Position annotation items
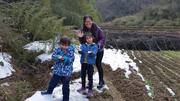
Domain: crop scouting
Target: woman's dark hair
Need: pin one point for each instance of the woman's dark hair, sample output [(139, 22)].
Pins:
[(64, 41), (93, 28)]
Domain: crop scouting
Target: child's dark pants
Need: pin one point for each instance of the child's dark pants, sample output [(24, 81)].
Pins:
[(65, 85), (89, 69)]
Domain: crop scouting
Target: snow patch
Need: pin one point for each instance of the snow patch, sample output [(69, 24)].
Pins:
[(6, 68), (38, 46), (171, 91)]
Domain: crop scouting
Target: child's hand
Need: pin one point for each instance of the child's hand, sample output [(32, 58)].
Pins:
[(60, 57), (89, 52)]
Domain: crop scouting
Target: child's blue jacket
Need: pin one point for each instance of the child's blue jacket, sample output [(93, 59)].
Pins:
[(63, 67), (88, 53)]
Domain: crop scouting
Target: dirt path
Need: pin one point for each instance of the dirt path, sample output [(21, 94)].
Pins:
[(113, 90), (162, 72), (122, 88)]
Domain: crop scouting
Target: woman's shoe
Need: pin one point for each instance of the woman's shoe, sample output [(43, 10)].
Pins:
[(82, 91), (45, 93)]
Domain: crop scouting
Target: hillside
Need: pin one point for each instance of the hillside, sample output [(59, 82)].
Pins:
[(161, 13), (111, 9)]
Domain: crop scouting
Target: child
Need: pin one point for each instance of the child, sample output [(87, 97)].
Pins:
[(64, 58), (88, 53)]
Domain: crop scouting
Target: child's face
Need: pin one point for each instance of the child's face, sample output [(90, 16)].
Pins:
[(89, 39), (63, 46)]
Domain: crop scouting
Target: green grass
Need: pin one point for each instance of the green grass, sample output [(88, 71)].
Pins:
[(173, 54)]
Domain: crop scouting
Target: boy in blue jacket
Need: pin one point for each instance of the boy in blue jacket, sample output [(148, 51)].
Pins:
[(88, 53), (64, 58)]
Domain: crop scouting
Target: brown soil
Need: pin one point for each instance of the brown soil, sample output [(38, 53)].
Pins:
[(162, 72)]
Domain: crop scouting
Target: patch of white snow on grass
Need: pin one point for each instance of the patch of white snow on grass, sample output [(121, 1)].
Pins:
[(6, 68), (57, 93)]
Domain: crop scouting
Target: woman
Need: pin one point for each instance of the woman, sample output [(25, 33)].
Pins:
[(90, 27)]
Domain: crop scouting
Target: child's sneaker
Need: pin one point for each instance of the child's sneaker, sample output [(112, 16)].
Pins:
[(90, 93), (82, 91), (45, 93), (99, 87)]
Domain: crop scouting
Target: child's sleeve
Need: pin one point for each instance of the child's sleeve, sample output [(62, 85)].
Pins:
[(70, 57), (81, 50), (55, 56), (94, 50)]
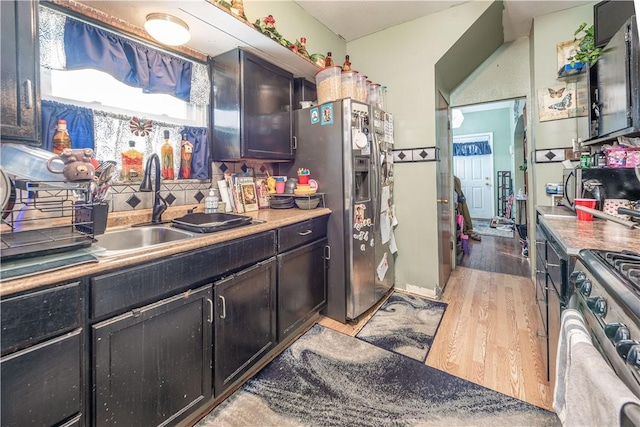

▸ **Required work**: Please pick out every line in the items above that contains the word "brown", and copy each one.

▸ **Answer in full**:
Target: brown soil
Need: pin one point for each instance of the brown soil, sample output [(38, 53)].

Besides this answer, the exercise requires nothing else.